:: Goal ::
Could you copy out the records from the first line through the line with "[33,113,50,166]", adding -110 to each bounding-box coordinate and leaving every other line unchanged?

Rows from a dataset
☆ ☆ ☆ ☆ ☆ ☆ ☆

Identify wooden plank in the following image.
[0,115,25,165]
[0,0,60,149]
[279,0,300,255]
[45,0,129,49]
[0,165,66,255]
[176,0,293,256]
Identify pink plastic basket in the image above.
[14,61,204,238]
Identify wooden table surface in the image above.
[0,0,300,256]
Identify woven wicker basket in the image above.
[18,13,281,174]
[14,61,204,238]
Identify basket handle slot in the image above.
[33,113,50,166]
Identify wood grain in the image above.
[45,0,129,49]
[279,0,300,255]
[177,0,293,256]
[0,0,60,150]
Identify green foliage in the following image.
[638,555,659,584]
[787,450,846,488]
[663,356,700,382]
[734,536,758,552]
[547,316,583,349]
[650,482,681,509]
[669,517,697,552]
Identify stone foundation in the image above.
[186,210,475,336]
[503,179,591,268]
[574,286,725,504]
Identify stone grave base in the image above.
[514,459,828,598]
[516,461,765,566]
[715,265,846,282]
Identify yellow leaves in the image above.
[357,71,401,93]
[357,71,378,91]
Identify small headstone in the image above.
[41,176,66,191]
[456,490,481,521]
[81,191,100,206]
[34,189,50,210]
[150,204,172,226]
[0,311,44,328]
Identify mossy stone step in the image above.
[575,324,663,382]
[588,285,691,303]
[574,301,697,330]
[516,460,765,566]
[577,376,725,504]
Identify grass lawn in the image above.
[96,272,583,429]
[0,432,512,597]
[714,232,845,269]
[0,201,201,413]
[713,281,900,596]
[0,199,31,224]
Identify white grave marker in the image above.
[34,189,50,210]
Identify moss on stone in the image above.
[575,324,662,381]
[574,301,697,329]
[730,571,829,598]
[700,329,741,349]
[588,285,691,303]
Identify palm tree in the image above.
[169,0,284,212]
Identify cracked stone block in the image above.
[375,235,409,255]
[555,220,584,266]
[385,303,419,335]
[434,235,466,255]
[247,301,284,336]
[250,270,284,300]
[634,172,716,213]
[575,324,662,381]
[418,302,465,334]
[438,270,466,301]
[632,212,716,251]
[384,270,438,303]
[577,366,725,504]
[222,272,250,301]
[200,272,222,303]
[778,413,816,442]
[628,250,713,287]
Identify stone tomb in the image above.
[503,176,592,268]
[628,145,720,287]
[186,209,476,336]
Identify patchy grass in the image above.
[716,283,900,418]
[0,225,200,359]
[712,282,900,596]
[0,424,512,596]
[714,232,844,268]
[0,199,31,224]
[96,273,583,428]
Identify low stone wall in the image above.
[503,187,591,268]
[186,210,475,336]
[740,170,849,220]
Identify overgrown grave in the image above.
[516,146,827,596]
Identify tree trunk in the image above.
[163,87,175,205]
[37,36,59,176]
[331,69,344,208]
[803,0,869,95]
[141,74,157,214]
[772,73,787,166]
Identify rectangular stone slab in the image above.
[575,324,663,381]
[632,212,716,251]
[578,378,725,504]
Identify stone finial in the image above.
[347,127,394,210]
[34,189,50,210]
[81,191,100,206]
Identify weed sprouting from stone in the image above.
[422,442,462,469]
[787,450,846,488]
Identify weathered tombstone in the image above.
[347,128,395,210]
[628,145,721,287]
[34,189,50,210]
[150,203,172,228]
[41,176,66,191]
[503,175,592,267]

☆ ☆ ☆ ☆ ☆ ☆ ☆

:: Written response ::
Identify wooden plank in the following image.
[-110,5,-85,55]
[-110,-110,-50,39]
[169,-110,190,145]
[-65,-110,19,-61]
[-110,55,-44,145]
[66,-110,183,146]
Identify pink plastic basket in the image above.
[-96,-49,94,128]
Identify wooden table surface in the image above.
[-110,-110,190,146]
Identify woven wicker basket in the image above.
[-92,-97,171,64]
[-96,-49,94,128]
Identify basket handle slot in the image above.
[-77,3,-60,56]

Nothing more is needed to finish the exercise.